▶ **Page**:
┌──

I simulated an unsure population below (under details) for $R=1000$ times, and then measured the probability of observing a leave vote of $\ge 51.9\%$ under such unsure simulated population. This gave me the simulated probability that an unsure population can reach a leave vote that is $51.9\%$ or greater.

This simulated probability of leave under the unsure population is $0$.

Maybe redundant, but I also did the same but with remain to measure the probability that such unsure population to get a $\le 48.1\%$ vote remain.

This simulated probability of remain under the unsure population is also $0$.

Therefore I conclude that the Brexit vote is not a noisy side effect of an unsure or confused population. There seems to be a systematic reason that is deriving them to leave EU.

I uploaded the simulator code here: https://github.com/Al-Caveman/Brexit

Details

Given Assumption 1, the possible answers (or hypothesis) are:

  • $H_0$: The public is unsure.
  • $H_1$: The public confidently wants to leave.

Note: that it is impossible that the public confidently wants to remain because we have ruled out voting errors.

To answer this question (i.e. whether $H_0$ or $H_1$), I try to measure:

  • The probability that an unsure population can achieve $\ge 51.9\%$ leave vote.
  • Or, probability that an unsure population can achieve $\le 1-51.9\%$ remain vote.

If this probability is low enough, we can conclude that the public confidently wants to leave (i.e. $H_1$). However, if this probability is large enough, we can conclude that the public is unsure about deciding Brexit (i.e. $H_0$).

└──

▶ **Given problem**: Duplicate the part of the Brexit simulation text starting with "This simulated probability of remain" and going on through "out voting errors.". The records aren't needed for any of this.

▶ **Stored records**:
┌──

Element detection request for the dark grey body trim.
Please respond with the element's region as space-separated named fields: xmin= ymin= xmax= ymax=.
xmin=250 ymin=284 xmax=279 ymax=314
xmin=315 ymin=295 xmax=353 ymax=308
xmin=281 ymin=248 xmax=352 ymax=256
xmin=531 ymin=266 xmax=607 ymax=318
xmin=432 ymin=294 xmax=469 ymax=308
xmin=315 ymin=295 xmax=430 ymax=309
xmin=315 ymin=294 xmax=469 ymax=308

└──

▶ **Output**:
This simulated probability of remain under the unsure population is also $0$.

Therefore I conclude that the Brexit vote is not a noisy side effect of an unsure or confused population. There seems to be a systematic reason that is deriving them to leave EU.

I uploaded the simulator code here: https://github.com/Al-Caveman/Brexit

Details

Given Assumption 1, the possible answers (or hypothesis) are:

  • $H_0$: The public is unsure.
  • $H_1$: The public confidently wants to leave.

Note: that it is impossible that the public confidently wants to remain because we have ruled out voting errors.